Source document:
┌──

First Week in England

Before leaving the Philippines, I’d contacted my brother via WhatsApp and asked him to “give us a year” at his home. I’d carefully explained what had happened to us and the danger of melanoma. After some time, he said his wife had agreed “in principle” for us to stay one year, but it was likely they’d need a break from us during the year and suggested we move to my mother’s house later in the year. Overall, it was clear they wanted to offer us the exceptional help we needed, but it might unravel at any time given the general pressure of their family life. 

On July 1, 2023, we arrived at their house in the back of a van driven by our old friend Tom, who had picked us up at the airport and was visiting us all in Norfolk for the first time in years. While he and his family got quickly reacquainted with my brother and his family, I unpacked our belongings in the room we’d been allotted. Inside the room, I immediately felt the gravity of the situation in front of me: I was surrounded by people who lived in grandeur and had no understanding of losing everything and facing an existential health crisis; I had lived the dream and it had fallen apart and the road ahead looked truly miserable; I had to go on for the sake of my son and wife but I’d probably rather not if life’s gonna be like this.

└──

Required actions:
• A. In the account of the first week in England, on what date did the arrival at the brother's house take place?
• B. Retype part of the account of the first week in England, beginning at the words "Before leaving the" and stopping after "their family life.".
• C. Does each statement agree with the account of the first week in England? (i) The brother's wife agreed in principle to a one-year stay. (ii) On arrival, the family went to the mother's house. (iii) Tom had been a frequent visitor to Norfolk in recent years. Answer yes or no for each, quoting the deciding words.

Point localization data:

┌──

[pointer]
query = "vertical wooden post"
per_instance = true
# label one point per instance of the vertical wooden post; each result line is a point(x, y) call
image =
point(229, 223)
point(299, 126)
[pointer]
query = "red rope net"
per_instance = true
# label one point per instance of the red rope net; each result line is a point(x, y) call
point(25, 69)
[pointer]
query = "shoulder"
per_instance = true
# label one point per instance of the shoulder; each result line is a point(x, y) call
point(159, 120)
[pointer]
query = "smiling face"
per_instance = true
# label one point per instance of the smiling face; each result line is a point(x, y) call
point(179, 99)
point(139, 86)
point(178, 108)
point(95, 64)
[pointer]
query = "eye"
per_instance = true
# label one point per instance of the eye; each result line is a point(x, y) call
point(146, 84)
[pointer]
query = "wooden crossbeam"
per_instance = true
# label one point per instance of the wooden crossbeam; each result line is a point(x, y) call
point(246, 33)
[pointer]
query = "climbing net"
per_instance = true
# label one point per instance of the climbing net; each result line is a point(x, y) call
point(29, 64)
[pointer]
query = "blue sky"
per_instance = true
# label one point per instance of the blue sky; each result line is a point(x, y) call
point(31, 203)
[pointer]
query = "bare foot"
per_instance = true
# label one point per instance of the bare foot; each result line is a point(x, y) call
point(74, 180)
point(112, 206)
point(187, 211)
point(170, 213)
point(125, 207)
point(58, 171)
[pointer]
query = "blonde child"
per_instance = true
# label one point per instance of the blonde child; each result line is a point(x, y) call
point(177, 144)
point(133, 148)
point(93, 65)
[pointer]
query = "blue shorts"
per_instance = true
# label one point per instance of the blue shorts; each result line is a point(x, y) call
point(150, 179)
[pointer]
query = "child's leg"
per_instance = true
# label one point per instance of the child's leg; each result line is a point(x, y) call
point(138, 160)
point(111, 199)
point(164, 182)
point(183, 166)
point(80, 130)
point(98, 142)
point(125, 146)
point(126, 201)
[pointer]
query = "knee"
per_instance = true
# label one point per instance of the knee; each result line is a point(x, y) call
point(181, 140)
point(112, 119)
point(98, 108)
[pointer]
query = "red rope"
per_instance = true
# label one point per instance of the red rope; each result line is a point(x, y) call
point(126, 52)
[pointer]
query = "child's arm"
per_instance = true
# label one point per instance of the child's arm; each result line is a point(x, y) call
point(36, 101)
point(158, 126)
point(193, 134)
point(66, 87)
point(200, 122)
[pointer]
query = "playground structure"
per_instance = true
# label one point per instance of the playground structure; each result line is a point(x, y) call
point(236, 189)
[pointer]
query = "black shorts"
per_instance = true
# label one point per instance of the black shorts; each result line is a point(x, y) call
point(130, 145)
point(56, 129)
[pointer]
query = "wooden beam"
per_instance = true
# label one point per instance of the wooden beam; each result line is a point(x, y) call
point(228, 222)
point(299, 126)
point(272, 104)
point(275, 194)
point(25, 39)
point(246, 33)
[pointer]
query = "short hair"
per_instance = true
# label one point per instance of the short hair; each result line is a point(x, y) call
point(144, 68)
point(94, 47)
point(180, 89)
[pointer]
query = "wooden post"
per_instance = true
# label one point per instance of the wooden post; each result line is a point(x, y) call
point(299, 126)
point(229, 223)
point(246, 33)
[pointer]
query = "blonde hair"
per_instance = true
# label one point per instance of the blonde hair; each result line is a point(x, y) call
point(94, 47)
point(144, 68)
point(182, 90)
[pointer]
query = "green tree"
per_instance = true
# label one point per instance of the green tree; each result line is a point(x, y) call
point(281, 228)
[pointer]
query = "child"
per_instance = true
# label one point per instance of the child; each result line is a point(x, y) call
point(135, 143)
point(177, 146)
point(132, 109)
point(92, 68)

└──

Answers to each task:
• A. July 1, 2023

• B.
Before leaving the Philippines, I’d contacted my brother via WhatsApp and asked him to “give us a year” at his home. I’d carefully explained what had happened to us and the danger of melanoma. After some time, he said his wife had agreed “in principle” for us to stay one year, but it was likely they’d need a break from us during the year and suggested we move to my mother’s house later in the year. Overall, it was clear they wanted to offer us the exceptional help we needed, but it might unravel at any time given the general pressure of their family life.

• C.
(i) Yes: "he said his wife had agreed “in principle” for us to stay one year"
(ii) No: "we arrived at their house in the back of a van driven by our old friend Tom"
(iii) No: "was visiting us all in Norfolk for the first time in years"